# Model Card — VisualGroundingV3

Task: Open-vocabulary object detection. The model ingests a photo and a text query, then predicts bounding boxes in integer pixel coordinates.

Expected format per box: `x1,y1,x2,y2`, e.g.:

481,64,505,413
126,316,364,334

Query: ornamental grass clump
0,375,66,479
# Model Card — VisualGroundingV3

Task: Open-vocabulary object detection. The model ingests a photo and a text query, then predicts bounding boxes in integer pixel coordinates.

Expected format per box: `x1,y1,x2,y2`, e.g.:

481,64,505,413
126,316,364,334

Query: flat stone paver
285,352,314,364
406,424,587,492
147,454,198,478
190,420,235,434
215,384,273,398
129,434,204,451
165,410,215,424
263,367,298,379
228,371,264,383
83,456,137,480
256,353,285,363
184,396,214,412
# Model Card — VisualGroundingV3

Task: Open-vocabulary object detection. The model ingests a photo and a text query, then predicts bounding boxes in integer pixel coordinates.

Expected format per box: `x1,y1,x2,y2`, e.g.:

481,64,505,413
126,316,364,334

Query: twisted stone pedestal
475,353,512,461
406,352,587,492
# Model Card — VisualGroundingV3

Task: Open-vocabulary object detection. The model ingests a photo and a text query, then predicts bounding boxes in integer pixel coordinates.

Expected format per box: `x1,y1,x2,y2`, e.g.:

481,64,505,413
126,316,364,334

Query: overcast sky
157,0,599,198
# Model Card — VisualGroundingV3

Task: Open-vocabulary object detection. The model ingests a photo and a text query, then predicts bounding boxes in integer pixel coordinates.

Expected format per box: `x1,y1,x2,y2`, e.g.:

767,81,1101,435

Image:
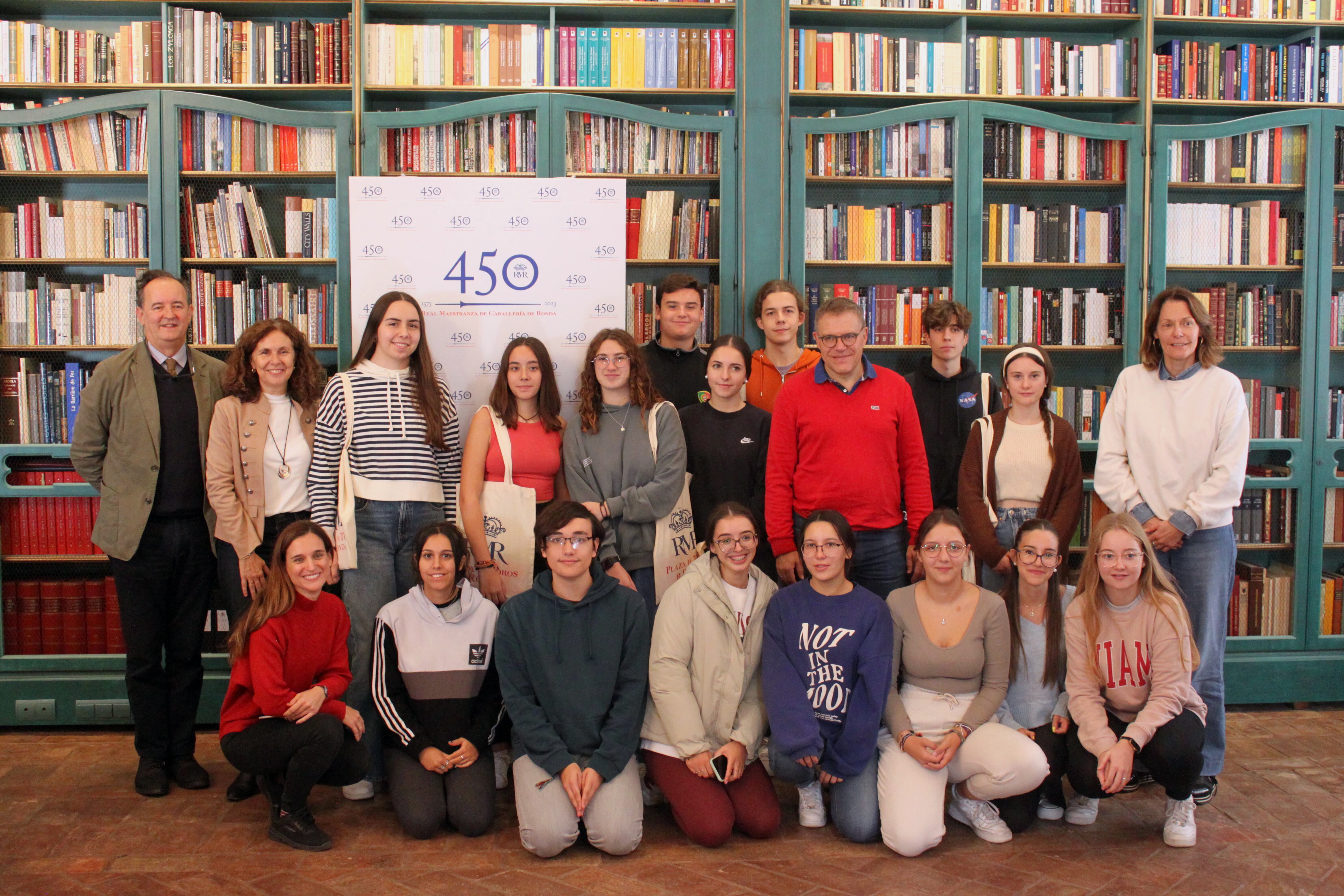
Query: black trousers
109,516,215,760
1069,709,1204,799
219,712,368,811
992,721,1074,834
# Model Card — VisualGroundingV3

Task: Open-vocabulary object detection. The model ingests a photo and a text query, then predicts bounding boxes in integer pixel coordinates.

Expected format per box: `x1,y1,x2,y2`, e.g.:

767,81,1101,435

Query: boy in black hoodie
906,301,1003,509
495,501,649,858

....

=== Instructions for the task ===
Copy every one of the items above word for word, leaving out the picture.

=== Expected answer ===
# Model Card — VisualGroundingV3

Task: Open-vocabulary object detection. The model ingests a photo and a text query, then predicts bounding boxes in integer pixel coordinates.

Expected format per box: `x1,y1,x2,y2`, e.g.:

481,64,505,413
126,316,364,334

Query: ornamental grass clump
0,375,66,479
# Model Card — VisualGroundingV3

Task: Open-vocabulary object detection. The model ingests a photo and a text query, then predicts bounding boxes in integer pixel coordinates.

Expected format per box: `x1,y1,x2,y2`, e.g.:

481,64,505,413
126,316,364,334

Query: flat stone paver
285,352,314,364
406,424,587,492
147,454,198,478
190,420,235,434
215,384,273,398
129,434,204,451
165,410,215,424
263,367,298,379
228,371,264,383
83,456,137,480
256,353,285,363
184,396,214,412
# Model Card — VisualGroundingV3

Task: Open-vocabulary object detection. The model ingests a photo and a text query, then predicts bounding boxes in integer pixel coordinates.

Expected format per box: `x1,y1,x2,y2`, e.g.:

481,64,505,413
126,316,364,334

Query: twisted stone pedestal
475,353,512,461
406,352,587,492
# Model Card — VisualGroundingV3

Task: Open-vocabulary object detection. The model ingests a photo and a text query, then predicts bounding boxes in integer pixel coordinates.

Expected format per box: `x1,y1,x2,y2`, e.g.:

481,64,505,413
126,316,364,334

Query: overcast sky
157,0,599,198
# Model Card — VisualGroundingV3

Task: Open-vocabulary object detection. The model ingests a photo and a text query, then predicts bounding boxes in integer pixel coordinates.

Expected format per box: `x1,y1,x2,y2`, e.g.:

767,81,1101,435

Image:
Query: black trousers
109,516,215,760
1069,709,1204,799
219,712,368,811
992,721,1074,834
# Model Card — VisualGroundingV3

Task: Open-vocabulary object detection. The model ingests a photo and a text query, then predicts bounding boxes in integer pixel coordinates.

Expected format per box: `x1,y1,x2,y2`, e.g.:

767,81,1101,435

Query: boy in black hoodie
906,301,1003,509
495,501,649,858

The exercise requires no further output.